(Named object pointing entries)
<<<<

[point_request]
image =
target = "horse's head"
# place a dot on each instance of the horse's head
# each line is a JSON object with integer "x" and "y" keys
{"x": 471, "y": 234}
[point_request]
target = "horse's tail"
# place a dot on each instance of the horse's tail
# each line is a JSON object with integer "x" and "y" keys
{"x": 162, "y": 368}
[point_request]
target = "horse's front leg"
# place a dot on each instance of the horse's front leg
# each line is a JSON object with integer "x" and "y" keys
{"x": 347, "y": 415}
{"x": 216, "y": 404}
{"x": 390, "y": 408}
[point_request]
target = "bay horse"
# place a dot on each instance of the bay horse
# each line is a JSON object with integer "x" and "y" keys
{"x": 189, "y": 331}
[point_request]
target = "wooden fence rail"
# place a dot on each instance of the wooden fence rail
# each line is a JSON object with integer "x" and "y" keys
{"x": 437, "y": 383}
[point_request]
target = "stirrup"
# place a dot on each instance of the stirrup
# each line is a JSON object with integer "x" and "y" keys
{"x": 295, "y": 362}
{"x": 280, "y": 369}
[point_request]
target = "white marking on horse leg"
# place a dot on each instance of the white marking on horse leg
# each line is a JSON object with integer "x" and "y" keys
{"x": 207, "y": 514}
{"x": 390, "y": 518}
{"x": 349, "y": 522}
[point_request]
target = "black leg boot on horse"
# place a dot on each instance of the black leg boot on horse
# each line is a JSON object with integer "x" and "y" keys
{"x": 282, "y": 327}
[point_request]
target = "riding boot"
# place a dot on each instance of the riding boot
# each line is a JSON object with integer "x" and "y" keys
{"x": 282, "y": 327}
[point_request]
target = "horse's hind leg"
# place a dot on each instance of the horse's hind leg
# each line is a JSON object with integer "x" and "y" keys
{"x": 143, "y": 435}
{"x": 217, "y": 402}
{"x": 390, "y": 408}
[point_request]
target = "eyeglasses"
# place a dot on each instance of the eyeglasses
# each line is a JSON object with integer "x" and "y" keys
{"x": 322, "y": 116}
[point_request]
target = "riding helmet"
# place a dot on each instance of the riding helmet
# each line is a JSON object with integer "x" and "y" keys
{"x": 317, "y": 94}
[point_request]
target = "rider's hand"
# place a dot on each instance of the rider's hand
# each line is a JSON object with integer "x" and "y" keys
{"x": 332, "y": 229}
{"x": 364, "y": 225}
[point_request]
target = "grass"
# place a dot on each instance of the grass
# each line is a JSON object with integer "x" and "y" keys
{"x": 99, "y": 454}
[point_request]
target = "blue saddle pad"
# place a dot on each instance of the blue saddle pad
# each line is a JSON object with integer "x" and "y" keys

>>>>

List each line of the rows above that includes the word "hand".

### WRITTEN ANSWER
target = "rider's hand"
# place a dot on each instance of the rider's hand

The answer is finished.